_ENTRIES PROVIDED_
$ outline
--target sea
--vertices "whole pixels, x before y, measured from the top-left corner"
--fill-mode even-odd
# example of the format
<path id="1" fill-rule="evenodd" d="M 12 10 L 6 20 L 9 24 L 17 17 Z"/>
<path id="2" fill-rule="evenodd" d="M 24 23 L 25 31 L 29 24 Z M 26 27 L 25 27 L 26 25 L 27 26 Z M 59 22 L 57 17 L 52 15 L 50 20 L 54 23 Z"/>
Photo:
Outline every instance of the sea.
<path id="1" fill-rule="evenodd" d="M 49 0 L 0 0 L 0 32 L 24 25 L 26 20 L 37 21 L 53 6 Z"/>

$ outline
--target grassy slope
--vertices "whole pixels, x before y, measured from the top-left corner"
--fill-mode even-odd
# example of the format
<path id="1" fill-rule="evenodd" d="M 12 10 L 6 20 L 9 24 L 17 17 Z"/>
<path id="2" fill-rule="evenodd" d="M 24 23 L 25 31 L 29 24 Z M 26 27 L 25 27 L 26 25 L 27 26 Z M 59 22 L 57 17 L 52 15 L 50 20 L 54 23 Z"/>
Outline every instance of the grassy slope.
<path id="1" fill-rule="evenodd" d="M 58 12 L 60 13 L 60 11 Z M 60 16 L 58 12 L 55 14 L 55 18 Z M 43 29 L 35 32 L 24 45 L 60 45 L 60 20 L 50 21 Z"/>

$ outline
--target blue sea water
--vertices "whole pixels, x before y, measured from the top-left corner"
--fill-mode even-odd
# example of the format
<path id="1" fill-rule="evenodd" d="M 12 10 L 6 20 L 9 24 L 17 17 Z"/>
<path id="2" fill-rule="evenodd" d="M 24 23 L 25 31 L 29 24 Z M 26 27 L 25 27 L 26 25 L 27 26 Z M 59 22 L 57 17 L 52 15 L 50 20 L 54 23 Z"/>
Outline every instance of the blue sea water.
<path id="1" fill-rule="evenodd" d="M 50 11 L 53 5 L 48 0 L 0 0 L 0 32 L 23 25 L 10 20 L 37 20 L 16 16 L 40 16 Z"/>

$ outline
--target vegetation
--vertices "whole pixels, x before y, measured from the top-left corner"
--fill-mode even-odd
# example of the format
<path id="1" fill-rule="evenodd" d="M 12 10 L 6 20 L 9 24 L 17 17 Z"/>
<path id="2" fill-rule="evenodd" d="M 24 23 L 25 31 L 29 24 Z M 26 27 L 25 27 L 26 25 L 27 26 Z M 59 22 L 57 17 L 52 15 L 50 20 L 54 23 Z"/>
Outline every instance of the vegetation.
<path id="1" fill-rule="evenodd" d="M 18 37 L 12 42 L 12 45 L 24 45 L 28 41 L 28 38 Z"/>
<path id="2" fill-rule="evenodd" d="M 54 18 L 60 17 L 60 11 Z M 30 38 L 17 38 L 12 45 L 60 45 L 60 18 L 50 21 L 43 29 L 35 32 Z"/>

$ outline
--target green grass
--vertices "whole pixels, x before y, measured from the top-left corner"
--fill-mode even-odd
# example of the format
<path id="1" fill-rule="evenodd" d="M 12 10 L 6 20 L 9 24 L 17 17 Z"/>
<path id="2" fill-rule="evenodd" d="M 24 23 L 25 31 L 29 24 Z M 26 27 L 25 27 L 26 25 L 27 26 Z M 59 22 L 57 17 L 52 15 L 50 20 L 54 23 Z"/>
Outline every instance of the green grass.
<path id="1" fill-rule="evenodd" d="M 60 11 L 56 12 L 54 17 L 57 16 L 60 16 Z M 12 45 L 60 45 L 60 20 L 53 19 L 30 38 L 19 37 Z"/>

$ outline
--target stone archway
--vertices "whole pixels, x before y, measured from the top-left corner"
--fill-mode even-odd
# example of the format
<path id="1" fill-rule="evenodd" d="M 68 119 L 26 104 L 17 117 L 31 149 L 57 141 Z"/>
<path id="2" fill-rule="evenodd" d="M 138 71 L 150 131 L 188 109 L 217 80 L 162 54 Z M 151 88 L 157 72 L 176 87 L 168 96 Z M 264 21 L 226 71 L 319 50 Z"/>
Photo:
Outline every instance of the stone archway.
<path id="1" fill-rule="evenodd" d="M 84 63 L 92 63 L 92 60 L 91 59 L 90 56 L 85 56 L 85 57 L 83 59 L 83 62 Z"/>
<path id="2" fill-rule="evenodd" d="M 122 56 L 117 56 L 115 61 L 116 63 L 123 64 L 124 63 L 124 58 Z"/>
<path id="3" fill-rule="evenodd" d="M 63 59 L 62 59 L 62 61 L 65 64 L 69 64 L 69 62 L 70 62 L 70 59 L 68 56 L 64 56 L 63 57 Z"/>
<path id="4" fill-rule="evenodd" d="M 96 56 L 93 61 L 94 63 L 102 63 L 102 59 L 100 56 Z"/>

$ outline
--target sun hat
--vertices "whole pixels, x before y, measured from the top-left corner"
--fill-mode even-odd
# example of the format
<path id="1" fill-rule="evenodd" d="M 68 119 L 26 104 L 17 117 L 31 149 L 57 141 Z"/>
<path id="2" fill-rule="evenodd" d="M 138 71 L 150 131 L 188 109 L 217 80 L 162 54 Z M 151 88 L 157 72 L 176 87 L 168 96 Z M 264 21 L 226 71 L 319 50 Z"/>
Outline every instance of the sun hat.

_WHAT YOU HAVE TO DO_
All of the data shown above must be copied exactly.

_RIGHT ANSWER_
$ outline
--target sea
--vertices "whole pixels, x before y, measured from the top-left corner"
--fill-mode even-odd
# example of the format
<path id="1" fill-rule="evenodd" d="M 12 10 L 6 20 L 9 24 L 17 17 Z"/>
<path id="2" fill-rule="evenodd" d="M 24 23 L 25 31 L 29 24 Z M 26 27 L 25 27 L 26 25 L 27 26 Z M 59 22 L 57 17 L 52 15 L 50 20 L 54 23 Z"/>
Photo:
Outline every instance of the sea.
<path id="1" fill-rule="evenodd" d="M 49 0 L 0 0 L 0 32 L 24 25 L 26 20 L 37 21 L 53 6 Z"/>

$ outline
--target grassy slope
--vertices "whole pixels, x before y, measured from the top-left corner"
--fill-mode even-odd
# example of the format
<path id="1" fill-rule="evenodd" d="M 12 10 L 6 20 L 9 24 L 17 17 Z"/>
<path id="2" fill-rule="evenodd" d="M 24 23 L 25 31 L 29 24 Z M 26 27 L 25 27 L 26 25 L 27 26 Z M 59 22 L 57 17 L 52 15 L 50 20 L 54 23 Z"/>
Outline every instance of the grassy slope.
<path id="1" fill-rule="evenodd" d="M 58 12 L 60 13 L 60 11 Z M 60 16 L 58 12 L 55 14 L 55 18 Z M 43 29 L 35 32 L 24 45 L 60 45 L 60 20 L 50 21 Z"/>

$ outline
--target blue sea water
--vertices "whole pixels, x before y, measured from the top-left corner"
--fill-mode even-odd
# example of the format
<path id="1" fill-rule="evenodd" d="M 12 10 L 6 20 L 9 24 L 17 17 Z"/>
<path id="2" fill-rule="evenodd" d="M 24 23 L 25 31 L 29 24 Z M 26 27 L 25 27 L 26 25 L 27 26 Z M 59 22 L 57 17 L 52 15 L 50 20 L 54 23 Z"/>
Outline every instance of the blue sea water.
<path id="1" fill-rule="evenodd" d="M 50 11 L 53 5 L 48 0 L 0 0 L 0 32 L 23 25 L 10 20 L 37 20 L 16 16 L 40 16 Z"/>

$ outline
--target vegetation
--vertices "whole pixels, x before y, measured from the top-left corner"
--fill-mode even-odd
# example of the format
<path id="1" fill-rule="evenodd" d="M 12 10 L 6 20 L 9 24 L 17 17 Z"/>
<path id="2" fill-rule="evenodd" d="M 24 23 L 25 31 L 29 24 Z M 26 27 L 25 27 L 26 25 L 27 26 Z M 59 22 L 57 17 L 52 15 L 50 20 L 54 23 Z"/>
Outline every instance of the vegetation.
<path id="1" fill-rule="evenodd" d="M 18 37 L 12 42 L 12 45 L 24 45 L 28 41 L 28 38 Z"/>
<path id="2" fill-rule="evenodd" d="M 54 18 L 60 17 L 60 11 Z M 30 38 L 17 38 L 12 45 L 60 45 L 60 18 L 50 21 L 43 29 L 35 32 Z"/>

$ outline
--target green grass
--vertices "whole pixels, x before y, measured from the top-left corner"
--fill-mode even-odd
# example of the format
<path id="1" fill-rule="evenodd" d="M 12 10 L 6 20 L 9 24 L 17 17 Z"/>
<path id="2" fill-rule="evenodd" d="M 24 23 L 25 31 L 29 24 Z M 26 27 L 25 27 L 26 25 L 27 26 Z M 59 22 L 57 17 L 52 15 L 50 20 L 54 23 Z"/>
Outline every instance of the green grass.
<path id="1" fill-rule="evenodd" d="M 60 11 L 56 12 L 54 17 L 57 16 L 60 16 Z M 12 45 L 60 45 L 60 20 L 53 19 L 30 38 L 19 37 Z"/>

$ outline
--target stone archway
--vertices "whole pixels, x before y, measured from the top-left corner"
--fill-mode even-odd
# example of the format
<path id="1" fill-rule="evenodd" d="M 68 119 L 26 104 L 17 117 L 31 149 L 57 141 Z"/>
<path id="2" fill-rule="evenodd" d="M 138 71 L 150 131 L 188 109 L 217 80 L 162 54 Z M 151 88 L 157 72 L 176 87 L 168 96 Z M 264 21 L 226 71 L 319 50 Z"/>
Photo:
Outline every instance of the stone archway.
<path id="1" fill-rule="evenodd" d="M 84 63 L 92 63 L 92 60 L 91 59 L 90 56 L 85 56 L 85 57 L 83 59 L 83 62 Z"/>
<path id="2" fill-rule="evenodd" d="M 122 56 L 117 56 L 115 61 L 116 63 L 123 64 L 124 63 L 124 58 Z"/>
<path id="3" fill-rule="evenodd" d="M 63 59 L 62 59 L 62 61 L 65 64 L 69 64 L 69 62 L 70 62 L 70 59 L 68 56 L 64 56 L 63 57 Z"/>
<path id="4" fill-rule="evenodd" d="M 96 56 L 93 61 L 94 63 L 102 63 L 102 59 L 100 56 Z"/>

$ outline
--target sun hat
--vertices "whole pixels, x before y, measured from the top-left corner"
--fill-mode even-odd
# example of the format
<path id="1" fill-rule="evenodd" d="M 68 119 L 26 104 L 17 117 L 31 149 L 57 141 Z"/>
<path id="2" fill-rule="evenodd" d="M 138 71 L 150 131 L 188 109 L 217 80 L 162 54 Z M 151 88 L 157 72 L 176 87 L 168 96 Z M 264 21 L 226 71 L 319 50 Z"/>
Outline every instance of the sun hat.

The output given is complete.